(Pointing and labeling entries)
· · ·
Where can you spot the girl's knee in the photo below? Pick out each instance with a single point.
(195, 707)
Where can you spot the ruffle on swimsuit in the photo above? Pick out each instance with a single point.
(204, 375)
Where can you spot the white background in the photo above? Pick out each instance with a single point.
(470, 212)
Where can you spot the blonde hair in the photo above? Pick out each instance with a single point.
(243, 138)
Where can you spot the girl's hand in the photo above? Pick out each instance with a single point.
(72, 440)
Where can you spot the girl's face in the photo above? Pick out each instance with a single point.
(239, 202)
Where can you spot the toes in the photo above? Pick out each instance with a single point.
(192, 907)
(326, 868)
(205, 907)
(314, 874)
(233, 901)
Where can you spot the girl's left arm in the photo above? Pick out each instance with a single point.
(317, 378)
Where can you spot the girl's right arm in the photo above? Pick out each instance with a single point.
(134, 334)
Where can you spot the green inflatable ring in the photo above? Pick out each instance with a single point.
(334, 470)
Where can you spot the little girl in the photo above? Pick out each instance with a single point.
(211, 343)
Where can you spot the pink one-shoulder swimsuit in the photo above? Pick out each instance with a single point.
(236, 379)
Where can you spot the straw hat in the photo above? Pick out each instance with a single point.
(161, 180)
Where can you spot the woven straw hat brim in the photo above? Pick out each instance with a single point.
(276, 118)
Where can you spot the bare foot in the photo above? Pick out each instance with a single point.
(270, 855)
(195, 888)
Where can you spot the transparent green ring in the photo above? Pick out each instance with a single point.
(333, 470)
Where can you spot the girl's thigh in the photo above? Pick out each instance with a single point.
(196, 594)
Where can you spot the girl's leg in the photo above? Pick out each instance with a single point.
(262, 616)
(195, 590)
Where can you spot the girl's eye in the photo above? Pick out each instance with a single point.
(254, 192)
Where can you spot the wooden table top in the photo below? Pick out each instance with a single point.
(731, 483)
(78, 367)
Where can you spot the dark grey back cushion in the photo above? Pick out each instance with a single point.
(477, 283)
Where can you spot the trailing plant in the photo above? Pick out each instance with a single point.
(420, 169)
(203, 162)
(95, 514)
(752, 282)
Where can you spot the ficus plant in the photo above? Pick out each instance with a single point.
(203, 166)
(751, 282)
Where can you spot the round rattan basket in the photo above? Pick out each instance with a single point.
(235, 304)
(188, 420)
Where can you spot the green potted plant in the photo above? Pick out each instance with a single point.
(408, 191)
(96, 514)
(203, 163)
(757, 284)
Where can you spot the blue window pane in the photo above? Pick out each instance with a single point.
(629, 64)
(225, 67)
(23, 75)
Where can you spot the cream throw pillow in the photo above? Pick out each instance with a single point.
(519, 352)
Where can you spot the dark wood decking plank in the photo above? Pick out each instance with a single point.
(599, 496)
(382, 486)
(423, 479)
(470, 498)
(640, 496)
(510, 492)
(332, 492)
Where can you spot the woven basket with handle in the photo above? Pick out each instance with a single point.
· · ·
Quote word for word every line of the listing, from the line with "Where can you spot the bare" up to and including its final line.

RESULT OF THIS EXERCISE:
Where can you spot the bare foot in the photo above? Pick out each instance with a single point.
(270, 855)
(195, 888)
Where can you spot the transparent green ring in the photo above? Pick out each instance with a single point.
(333, 470)
Where can you spot the girl's thigh in the photo above? Pick out each instance with a single point.
(196, 594)
Where can you spot the girl's leg in the photo above? Pick out each instance with a single point.
(262, 616)
(195, 590)
Where can you spot the girl's eye in the photo above? Pick out each instance with a single point.
(254, 192)
Where can you spot the wooden table top in the photo below? Pick out each instance with a single point.
(731, 483)
(78, 367)
Where can you spot the dark grey back cushion in the photo above? Pick out each instance with a single point.
(477, 283)
Where can you spot the trailing plant in the photo above? Pick out each instance with a single point.
(420, 169)
(203, 162)
(95, 514)
(752, 282)
Where can you spot the ficus plant in the photo above? Pick out each instance with a single point.
(203, 166)
(751, 282)
Where can you spot the round rattan basket in the photo above? Pick out each instance with a single point.
(235, 304)
(188, 420)
Where can you spot the green potted plant in the photo above? Pick out each instance with a single point.
(408, 191)
(96, 514)
(203, 163)
(757, 284)
Where can you spot the blue window pane in the photo above? Pick out each instance with a single point.
(629, 64)
(225, 67)
(23, 75)
Where can you spot the cream throw pillow in the photo above? Pick out each instance with a single point.
(519, 352)
Where can you spot the dark wood decking plank in the photo above? Pick out each instance with a single point.
(599, 496)
(382, 486)
(423, 479)
(470, 498)
(640, 496)
(510, 492)
(332, 492)
Where can you spot the woven basket with handle in the photo above? Pick out each instance with a single point.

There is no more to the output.